- [What is expected]:
Please reproduce the lines below word for word, starting with the very first line and ending with the line that contains "x=148, y=97", both included. Leave the pictures out of your answer.

- [Extracted entries]:
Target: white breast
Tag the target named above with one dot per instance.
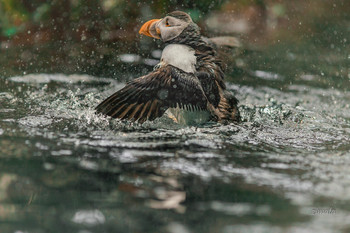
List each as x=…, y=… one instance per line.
x=185, y=117
x=180, y=56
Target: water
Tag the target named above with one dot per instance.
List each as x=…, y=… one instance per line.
x=285, y=168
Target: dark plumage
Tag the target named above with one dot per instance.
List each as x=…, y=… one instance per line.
x=189, y=76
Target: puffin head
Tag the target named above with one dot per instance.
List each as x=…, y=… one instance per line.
x=175, y=26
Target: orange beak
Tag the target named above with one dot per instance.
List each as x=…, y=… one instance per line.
x=149, y=29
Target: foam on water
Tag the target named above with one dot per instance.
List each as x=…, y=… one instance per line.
x=291, y=143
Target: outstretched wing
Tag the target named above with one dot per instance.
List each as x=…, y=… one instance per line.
x=149, y=96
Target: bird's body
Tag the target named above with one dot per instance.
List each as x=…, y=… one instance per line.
x=188, y=83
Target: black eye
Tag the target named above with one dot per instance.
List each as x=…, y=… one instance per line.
x=167, y=23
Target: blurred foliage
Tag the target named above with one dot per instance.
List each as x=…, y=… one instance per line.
x=86, y=36
x=17, y=15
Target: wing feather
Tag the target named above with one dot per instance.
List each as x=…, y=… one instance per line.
x=148, y=97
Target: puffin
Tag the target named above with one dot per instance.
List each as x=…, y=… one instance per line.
x=187, y=84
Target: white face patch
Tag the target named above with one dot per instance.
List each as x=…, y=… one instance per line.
x=180, y=56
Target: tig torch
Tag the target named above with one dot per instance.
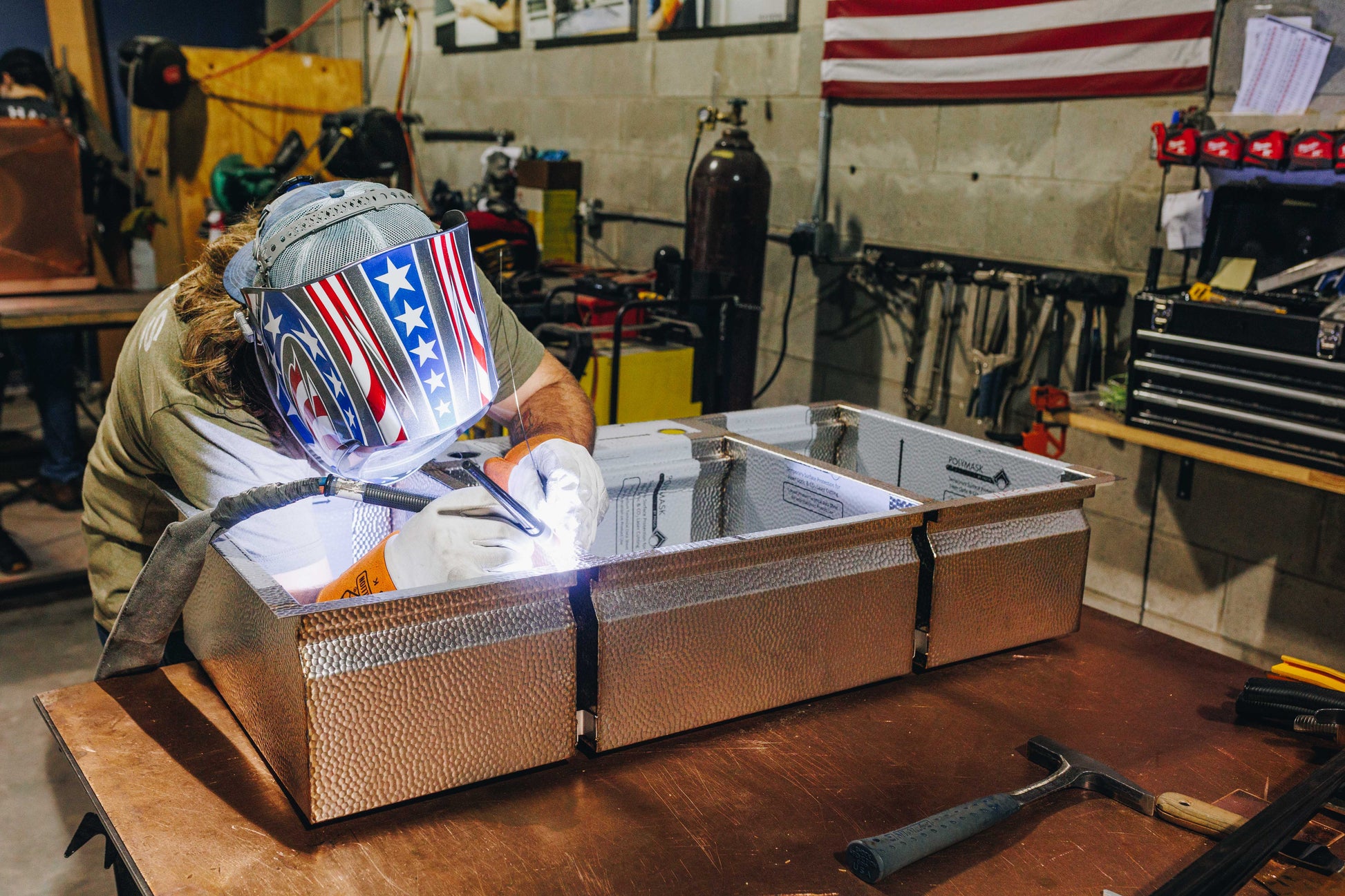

- [Task output]:
Target: white breast
Tag the target named above with one dot per instance.
List each as x=…, y=… one instance per line.
x=185, y=117
x=180, y=56
Target: water
Tag the target named above with one dot per instance.
List each as x=…, y=… one instance per line.
x=285, y=168
Target: dark plumage
Tag the target named above with one dot per instance.
List each as x=…, y=… one instance per line.
x=189, y=76
Target: puffin head
Tag the target named above with one dot per instance.
List each as x=…, y=… one instance per line.
x=175, y=26
Target: orange beak
Tag the target named above with one dot per instance.
List each as x=…, y=… one instance per line.
x=149, y=29
Target: foam on water
Tag the target named above with one dot per instance.
List each as x=…, y=… one instance per line.
x=291, y=143
Target: outstretched wing
Tag the target named above with one dot per instance.
List each as x=…, y=… one instance per line.
x=149, y=96
Target: bird's body
Tag the target named above with one dot per instance.
List each as x=…, y=… one instance per line.
x=188, y=83
Target: black eye
Tag the target named above with one dot per instance.
List each as x=…, y=… one instance per line.
x=167, y=23
Target: blurred foliage
Tag the target named above with one dot per instance.
List each as x=…, y=… one instance per line.
x=86, y=36
x=17, y=15
Target: wing feather
Tag the target named above with one dot per instance.
List each as x=…, y=… one instance per line.
x=148, y=97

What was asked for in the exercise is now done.